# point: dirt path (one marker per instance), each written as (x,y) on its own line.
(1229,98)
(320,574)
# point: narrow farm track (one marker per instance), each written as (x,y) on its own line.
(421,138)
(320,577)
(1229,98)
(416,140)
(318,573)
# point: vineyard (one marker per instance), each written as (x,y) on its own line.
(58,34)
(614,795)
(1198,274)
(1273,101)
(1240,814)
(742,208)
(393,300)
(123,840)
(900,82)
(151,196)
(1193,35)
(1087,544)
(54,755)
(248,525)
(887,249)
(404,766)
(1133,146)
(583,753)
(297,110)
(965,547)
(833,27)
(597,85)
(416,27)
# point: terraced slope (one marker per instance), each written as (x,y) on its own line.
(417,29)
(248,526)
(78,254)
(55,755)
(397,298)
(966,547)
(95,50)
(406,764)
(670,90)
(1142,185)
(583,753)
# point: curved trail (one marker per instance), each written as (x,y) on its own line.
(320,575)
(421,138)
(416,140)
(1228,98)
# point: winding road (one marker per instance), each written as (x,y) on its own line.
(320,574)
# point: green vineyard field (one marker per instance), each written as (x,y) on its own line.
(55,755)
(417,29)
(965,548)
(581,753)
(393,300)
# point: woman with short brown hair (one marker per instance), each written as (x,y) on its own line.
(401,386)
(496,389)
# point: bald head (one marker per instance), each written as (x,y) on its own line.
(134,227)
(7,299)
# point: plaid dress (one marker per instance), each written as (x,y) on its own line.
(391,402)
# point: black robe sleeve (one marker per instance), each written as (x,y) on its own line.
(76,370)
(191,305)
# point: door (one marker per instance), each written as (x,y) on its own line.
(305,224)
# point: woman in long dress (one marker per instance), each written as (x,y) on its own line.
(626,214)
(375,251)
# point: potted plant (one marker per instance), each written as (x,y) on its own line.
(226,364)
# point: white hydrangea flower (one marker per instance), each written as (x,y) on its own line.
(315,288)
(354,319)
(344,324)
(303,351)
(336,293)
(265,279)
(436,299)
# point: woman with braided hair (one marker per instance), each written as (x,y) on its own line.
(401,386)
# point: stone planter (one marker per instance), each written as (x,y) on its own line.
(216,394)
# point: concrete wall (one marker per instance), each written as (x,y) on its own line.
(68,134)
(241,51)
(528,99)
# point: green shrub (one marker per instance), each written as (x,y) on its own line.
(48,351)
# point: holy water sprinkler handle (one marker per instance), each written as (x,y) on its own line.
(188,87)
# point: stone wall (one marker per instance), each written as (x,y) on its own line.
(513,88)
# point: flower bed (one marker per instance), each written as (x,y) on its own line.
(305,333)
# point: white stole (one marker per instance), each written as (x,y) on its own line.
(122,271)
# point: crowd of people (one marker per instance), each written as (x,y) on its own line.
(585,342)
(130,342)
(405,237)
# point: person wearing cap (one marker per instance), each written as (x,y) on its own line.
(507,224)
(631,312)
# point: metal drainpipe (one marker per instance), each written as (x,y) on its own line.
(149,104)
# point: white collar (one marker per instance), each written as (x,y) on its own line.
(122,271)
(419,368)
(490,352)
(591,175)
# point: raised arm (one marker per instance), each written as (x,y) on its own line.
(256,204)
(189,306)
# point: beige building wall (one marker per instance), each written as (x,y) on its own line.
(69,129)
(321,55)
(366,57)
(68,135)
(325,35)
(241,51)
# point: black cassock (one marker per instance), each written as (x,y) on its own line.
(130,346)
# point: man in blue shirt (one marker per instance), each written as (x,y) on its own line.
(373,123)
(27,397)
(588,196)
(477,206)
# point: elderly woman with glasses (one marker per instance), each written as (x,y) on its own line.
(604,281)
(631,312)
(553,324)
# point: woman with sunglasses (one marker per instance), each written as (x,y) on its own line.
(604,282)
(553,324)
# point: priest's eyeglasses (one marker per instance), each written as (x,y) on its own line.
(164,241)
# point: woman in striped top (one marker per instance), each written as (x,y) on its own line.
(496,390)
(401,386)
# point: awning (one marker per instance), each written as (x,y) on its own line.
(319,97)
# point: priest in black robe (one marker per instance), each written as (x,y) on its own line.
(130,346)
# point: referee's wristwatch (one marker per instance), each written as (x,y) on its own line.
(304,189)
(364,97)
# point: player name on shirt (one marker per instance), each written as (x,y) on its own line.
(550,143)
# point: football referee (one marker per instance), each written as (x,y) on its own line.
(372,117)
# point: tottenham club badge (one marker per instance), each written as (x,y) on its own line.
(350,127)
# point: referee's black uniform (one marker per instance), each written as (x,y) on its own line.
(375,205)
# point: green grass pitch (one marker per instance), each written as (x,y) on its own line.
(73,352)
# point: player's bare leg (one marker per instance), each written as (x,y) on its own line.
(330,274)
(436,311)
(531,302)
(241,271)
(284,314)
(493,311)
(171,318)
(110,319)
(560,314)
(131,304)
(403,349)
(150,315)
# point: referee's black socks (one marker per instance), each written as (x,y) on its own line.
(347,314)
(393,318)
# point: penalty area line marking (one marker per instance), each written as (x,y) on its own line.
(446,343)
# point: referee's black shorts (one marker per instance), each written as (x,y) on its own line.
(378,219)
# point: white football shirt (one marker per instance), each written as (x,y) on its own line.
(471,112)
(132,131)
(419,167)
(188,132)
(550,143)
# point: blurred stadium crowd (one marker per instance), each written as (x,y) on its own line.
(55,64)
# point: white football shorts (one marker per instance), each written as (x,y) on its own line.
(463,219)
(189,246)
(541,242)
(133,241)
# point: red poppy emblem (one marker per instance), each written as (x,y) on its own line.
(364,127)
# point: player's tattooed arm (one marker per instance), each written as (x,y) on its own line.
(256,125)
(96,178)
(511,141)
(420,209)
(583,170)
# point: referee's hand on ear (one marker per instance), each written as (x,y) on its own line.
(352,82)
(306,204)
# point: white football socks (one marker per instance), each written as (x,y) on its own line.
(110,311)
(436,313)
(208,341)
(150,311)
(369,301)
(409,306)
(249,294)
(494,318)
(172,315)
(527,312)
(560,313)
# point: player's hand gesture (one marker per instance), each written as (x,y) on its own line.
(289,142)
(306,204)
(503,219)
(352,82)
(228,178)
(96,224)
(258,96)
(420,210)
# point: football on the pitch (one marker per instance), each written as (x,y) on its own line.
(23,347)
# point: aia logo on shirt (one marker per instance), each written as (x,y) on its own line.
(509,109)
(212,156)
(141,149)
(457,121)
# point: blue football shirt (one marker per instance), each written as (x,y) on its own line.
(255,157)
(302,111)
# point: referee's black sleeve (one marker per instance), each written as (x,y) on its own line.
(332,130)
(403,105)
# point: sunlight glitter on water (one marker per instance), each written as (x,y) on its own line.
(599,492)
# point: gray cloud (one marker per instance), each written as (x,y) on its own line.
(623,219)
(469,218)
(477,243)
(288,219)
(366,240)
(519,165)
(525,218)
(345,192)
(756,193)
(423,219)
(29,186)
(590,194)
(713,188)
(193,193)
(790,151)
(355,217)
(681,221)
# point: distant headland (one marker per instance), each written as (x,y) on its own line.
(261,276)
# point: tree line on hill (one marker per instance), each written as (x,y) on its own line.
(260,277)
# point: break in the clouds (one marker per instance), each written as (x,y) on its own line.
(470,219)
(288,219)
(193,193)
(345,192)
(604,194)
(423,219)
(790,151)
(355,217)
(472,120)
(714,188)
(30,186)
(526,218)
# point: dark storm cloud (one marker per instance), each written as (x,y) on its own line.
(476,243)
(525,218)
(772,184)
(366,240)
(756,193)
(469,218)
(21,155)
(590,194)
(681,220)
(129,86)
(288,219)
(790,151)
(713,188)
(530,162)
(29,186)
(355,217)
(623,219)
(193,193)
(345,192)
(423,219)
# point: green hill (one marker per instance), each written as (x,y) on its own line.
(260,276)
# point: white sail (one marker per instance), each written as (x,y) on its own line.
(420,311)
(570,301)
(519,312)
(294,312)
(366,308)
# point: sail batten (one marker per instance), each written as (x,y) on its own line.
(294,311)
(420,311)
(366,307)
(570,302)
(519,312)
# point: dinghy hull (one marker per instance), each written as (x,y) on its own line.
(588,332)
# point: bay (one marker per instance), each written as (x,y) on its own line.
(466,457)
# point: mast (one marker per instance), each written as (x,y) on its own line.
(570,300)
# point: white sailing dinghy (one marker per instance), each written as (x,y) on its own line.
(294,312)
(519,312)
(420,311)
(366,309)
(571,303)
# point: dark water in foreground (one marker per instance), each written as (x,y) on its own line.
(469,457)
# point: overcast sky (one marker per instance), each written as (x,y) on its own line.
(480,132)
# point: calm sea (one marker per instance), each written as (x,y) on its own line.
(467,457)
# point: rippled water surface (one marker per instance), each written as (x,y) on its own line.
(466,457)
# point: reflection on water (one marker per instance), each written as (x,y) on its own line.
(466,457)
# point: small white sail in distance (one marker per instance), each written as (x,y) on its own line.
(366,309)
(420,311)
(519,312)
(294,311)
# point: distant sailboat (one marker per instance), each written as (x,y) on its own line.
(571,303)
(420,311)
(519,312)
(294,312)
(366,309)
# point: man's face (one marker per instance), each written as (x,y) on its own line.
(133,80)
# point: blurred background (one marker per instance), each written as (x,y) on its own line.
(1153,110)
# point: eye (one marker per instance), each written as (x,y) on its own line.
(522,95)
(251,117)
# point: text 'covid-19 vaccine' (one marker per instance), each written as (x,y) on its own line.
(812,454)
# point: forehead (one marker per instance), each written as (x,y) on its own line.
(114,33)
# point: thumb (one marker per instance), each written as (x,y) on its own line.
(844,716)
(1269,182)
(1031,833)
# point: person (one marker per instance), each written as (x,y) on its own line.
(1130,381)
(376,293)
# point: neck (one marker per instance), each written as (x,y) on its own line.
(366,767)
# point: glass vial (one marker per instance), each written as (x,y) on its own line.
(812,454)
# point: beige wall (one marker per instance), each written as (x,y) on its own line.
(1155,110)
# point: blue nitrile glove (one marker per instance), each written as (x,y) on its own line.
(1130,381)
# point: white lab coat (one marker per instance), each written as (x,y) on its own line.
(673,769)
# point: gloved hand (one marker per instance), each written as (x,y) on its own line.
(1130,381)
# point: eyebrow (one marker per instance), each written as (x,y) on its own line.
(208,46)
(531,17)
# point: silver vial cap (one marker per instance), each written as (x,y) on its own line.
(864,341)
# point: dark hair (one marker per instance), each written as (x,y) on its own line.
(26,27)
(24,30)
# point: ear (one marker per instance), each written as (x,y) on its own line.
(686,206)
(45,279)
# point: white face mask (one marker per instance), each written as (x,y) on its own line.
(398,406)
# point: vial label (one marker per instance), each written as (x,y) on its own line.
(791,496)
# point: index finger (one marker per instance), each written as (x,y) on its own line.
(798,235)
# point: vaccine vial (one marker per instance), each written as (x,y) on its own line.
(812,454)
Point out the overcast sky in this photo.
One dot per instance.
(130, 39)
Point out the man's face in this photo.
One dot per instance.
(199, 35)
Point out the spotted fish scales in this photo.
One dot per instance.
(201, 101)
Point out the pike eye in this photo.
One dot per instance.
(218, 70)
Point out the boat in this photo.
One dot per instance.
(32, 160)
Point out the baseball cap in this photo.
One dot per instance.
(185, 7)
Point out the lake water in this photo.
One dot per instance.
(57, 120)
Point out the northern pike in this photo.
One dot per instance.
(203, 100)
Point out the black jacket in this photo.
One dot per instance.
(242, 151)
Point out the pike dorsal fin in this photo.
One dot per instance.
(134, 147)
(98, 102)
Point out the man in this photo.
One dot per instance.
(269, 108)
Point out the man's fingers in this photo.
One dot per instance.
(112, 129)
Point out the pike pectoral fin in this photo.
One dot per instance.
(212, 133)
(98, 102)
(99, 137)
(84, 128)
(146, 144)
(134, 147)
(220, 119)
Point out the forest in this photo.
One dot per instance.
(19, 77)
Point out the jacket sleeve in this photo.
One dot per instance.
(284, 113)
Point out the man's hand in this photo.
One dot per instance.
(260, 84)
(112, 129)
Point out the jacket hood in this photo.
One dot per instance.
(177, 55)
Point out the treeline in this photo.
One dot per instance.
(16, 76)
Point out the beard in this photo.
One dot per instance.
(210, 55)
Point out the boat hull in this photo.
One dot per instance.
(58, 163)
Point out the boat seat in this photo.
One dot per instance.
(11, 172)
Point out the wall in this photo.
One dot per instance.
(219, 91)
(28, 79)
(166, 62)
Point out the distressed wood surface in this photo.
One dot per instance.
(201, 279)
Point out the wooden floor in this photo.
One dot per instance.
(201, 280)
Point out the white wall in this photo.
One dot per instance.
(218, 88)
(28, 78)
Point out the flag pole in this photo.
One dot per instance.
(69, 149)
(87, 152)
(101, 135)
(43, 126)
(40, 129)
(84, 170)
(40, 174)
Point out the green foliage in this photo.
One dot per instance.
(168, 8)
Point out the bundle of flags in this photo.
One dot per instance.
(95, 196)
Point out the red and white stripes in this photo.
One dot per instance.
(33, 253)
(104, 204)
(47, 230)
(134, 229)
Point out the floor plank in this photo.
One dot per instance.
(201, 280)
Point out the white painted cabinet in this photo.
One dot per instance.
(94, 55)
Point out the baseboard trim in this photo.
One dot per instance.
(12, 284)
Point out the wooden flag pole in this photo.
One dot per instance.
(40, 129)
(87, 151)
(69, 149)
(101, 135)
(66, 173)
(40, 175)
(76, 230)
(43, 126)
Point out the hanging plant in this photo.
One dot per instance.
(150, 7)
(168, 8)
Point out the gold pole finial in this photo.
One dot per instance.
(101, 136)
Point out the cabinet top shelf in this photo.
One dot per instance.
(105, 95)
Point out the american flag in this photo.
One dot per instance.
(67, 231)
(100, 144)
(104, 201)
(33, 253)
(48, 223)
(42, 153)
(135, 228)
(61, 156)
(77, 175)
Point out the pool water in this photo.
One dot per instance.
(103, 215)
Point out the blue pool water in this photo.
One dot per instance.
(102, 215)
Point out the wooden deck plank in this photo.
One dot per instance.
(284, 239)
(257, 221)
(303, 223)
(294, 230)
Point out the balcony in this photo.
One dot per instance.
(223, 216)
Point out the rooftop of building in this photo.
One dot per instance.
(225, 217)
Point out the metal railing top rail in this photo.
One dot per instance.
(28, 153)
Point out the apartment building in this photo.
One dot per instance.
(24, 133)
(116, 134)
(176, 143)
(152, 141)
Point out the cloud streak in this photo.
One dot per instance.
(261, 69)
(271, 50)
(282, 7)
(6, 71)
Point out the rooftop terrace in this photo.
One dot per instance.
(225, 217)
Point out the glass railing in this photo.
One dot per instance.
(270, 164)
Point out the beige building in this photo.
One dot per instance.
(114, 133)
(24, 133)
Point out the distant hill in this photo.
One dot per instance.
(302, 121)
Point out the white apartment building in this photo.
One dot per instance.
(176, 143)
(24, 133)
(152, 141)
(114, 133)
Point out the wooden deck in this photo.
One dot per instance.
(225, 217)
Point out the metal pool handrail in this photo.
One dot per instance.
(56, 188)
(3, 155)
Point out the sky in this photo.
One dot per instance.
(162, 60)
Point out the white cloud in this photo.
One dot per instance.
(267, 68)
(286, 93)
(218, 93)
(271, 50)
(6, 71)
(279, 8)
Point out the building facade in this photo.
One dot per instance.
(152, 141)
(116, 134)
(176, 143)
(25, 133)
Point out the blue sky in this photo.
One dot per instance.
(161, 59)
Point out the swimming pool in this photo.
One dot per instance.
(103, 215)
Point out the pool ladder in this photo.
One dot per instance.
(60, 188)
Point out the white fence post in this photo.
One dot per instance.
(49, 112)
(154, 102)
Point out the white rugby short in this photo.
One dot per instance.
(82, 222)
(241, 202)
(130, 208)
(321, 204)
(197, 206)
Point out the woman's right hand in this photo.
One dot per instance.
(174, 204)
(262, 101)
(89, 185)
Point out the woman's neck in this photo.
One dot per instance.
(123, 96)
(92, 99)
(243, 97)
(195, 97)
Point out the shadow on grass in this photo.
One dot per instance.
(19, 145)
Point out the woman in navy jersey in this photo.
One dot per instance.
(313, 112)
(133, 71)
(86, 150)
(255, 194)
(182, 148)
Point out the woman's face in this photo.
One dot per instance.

··········

#### TRY IT
Wherever the word "jacket" appears in the listing above, copy that line.

#### COMPLETED EXERCISE
Point out the black jacket in this photo.
Point out the jacket sleeve in this photo.
Point out the jacket hood in this photo.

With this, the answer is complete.